Görevler:
[a] Doğum günleri yazısına göre aşağıdaki soruları yanıtlayın:
(i) Yazara göre gerçek doğum günü hangi tarihtir?
(ii) Bankaların ve bakanlığın beklediği resmi doğum günü hangi tarihtir?
(iii) Kayıttaki gecikme kaç haftalıktır?
[b] Doğum günleri yazısında "Benim iki doğum" ile "bir cumartesi akşamıdır." arasındaki kısmı, her ikisi de dahil, lütfen hiç değiştirmeden yeniden yazın.

Metin Alıntısı:
= = = = =

40

Benim iki doğum günüm var; birisi resmi, diğeri gayri-resmi.

Gayri-resmi olan 31 Ocak’tır ve gerçek doğum günümdür. Dünyaya merhaba demenin ilk çığlıklarının şekerli suyla yatıştırıldığı tatlı bir cumartesi akşamıdır.

Bankalar, tekerlek şirketleri, telekomünikasyon sektörü, bakanlık vb. ise doğum günümü kutlamak için resmi olanını bekler; yani 14 Şubat’ı. Şu SMS çağında, sağolsunlar, en yakınımız onlar neredeyse artık, değil mi!

Tarihimin bir cilvesidir işte, çift doğum günlü olmak. Ama gayri-resmi olanının yanında resmi doğum günüm genelde çevrimdışıdır.

Ebeveynler öğretmen olunca sömestre tatilinden faydalanmak için kayıtta iki haftalık gecikme kaçınılmaz olmuş. Sağolsunlar. Hayatın hoş bir oyunu olarak bu gecikmeyi armağan etmişler bana. Zaten genelde 31 Ocak’ta doğarım. Ama bazen “Aaa, sevgililer gününde mi doğdunuz?” sorusuna da gülümseyerek “Evet” der geçerim.

Bu kadarcık karışıklığa ne diyeyim ki! Şanslı sayılırım; doğum gününü bilmeyenlerin; çoktan göçüp gitmiş ablasının, abisinin yerine yazılanların yanında, nedir ki bu kafa karışıklığı?

Ama yine de garipserim işte. Hatta 40 yıl sonra, daha yeni aklıma geldi, gidip düzelttireyim şunu diye. Daha önce aklıma hiç gelmemiş olmasına şaşırdım önce. Sonra vazgeçtim. Devlet her şeyimi düzgün bilmeyiversin dedim, kendi kendime.

= = = = =

Verilen Öğeler:

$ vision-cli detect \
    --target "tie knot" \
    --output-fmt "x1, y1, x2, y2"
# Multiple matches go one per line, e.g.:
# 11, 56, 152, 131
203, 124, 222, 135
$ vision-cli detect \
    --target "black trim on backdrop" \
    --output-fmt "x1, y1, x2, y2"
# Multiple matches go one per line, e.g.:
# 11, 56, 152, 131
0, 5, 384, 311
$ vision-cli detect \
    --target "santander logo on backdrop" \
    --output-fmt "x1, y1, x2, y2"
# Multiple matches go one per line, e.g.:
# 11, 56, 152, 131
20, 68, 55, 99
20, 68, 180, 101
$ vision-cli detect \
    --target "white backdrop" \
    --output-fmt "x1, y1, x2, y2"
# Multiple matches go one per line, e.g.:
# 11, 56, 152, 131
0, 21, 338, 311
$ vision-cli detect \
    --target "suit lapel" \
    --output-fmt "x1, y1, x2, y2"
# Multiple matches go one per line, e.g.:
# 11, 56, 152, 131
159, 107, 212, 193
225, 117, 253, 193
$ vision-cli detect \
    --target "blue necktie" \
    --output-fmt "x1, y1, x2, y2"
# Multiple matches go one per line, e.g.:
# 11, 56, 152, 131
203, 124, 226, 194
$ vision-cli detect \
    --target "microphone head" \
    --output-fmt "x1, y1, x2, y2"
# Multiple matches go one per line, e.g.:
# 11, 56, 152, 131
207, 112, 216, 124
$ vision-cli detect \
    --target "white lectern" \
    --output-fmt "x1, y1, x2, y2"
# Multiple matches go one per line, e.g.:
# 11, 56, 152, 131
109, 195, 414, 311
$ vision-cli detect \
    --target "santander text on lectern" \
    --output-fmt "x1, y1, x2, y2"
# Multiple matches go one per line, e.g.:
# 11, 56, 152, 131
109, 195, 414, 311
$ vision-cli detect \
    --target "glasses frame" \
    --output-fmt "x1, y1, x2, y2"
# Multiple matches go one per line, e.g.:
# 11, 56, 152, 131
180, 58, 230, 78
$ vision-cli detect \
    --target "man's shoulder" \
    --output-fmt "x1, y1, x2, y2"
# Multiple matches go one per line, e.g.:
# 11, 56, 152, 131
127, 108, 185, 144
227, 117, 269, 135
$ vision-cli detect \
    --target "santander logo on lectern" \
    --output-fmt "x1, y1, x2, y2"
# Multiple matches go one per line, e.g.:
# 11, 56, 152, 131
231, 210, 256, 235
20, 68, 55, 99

= = = = =

Beklenen Yanıtlar:
[a]
(i) 31 Ocak
(ii) 14 Şubat
(iii) İki haftalık

[b]
Benim iki doğum günüm var; birisi resmi, diğeri gayri-resmi.

Gayri-resmi olan 31 Ocak’tır ve gerçek doğum günümdür. Dünyaya merhaba demenin ilk çığlıklarının şekerli suyla yatıştırıldığı tatlı bir cumartesi akşamıdır.